__Data to use__.
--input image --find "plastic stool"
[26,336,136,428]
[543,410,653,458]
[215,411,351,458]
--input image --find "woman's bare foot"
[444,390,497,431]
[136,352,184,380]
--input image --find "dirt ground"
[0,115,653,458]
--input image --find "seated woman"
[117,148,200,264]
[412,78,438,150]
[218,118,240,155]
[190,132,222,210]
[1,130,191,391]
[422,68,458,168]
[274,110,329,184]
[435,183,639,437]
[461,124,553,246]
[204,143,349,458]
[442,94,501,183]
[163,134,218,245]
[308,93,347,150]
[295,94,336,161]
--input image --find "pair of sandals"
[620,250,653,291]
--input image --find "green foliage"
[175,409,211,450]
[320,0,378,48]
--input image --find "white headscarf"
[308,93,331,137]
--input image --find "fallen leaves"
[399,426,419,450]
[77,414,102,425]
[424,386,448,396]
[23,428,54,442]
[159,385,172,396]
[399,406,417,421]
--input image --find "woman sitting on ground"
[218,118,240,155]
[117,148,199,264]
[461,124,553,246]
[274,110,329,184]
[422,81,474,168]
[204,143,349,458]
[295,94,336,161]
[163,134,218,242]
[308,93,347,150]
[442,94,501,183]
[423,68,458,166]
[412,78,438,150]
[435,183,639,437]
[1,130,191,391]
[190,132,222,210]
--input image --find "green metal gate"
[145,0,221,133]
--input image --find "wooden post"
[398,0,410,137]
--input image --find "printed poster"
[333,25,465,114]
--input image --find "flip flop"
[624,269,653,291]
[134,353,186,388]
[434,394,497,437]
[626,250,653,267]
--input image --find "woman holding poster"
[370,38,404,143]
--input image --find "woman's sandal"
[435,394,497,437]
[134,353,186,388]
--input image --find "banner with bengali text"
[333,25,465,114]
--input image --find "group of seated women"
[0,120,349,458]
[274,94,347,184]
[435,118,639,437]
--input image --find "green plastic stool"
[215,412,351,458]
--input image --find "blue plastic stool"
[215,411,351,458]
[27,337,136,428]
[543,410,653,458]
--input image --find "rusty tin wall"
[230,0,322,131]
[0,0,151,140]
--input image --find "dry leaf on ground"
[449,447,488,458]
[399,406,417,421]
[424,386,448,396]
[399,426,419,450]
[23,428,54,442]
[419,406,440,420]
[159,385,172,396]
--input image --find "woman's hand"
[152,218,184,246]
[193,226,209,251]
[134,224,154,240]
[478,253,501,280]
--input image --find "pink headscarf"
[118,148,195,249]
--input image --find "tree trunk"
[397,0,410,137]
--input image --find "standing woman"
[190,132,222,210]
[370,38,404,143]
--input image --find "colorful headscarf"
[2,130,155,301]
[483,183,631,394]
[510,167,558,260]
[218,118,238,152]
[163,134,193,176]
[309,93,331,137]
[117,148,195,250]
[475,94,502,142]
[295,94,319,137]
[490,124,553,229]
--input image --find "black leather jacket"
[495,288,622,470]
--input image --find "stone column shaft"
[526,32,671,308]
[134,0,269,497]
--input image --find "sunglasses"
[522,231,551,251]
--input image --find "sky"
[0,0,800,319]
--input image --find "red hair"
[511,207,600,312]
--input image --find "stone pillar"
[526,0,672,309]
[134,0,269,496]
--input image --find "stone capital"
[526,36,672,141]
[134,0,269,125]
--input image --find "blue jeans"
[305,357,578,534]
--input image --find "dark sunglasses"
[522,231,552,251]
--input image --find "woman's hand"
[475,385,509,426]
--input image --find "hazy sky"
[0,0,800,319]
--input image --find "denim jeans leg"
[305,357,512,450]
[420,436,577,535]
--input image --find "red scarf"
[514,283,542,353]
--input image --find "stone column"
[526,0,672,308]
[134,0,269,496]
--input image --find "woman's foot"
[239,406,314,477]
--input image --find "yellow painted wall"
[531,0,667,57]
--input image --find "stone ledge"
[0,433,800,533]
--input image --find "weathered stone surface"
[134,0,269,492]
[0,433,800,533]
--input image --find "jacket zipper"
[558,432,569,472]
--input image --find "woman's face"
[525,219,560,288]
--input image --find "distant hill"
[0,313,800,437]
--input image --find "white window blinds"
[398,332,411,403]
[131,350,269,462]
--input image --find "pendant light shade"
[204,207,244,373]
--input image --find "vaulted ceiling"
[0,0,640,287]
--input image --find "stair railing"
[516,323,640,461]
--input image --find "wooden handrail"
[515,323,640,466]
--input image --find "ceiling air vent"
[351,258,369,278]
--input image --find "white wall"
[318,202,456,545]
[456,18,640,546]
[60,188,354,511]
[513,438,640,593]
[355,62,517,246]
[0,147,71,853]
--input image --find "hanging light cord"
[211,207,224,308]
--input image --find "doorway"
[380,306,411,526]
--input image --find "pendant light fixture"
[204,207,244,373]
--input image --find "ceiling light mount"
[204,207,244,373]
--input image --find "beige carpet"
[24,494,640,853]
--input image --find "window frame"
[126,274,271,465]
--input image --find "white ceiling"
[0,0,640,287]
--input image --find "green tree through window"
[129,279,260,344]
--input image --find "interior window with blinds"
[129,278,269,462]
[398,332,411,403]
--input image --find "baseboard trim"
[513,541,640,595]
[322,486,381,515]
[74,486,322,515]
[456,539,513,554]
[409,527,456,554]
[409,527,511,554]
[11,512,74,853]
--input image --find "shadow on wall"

__Written problem__.
Pick out each line of the records that contains the word "ceiling", and copy those lines.

__Worked solution__.
--input image --find "vaulted ceiling"
--input image --find "ceiling air vent"
--input image --find "ceiling light mount"
--input image --find "white ceiling"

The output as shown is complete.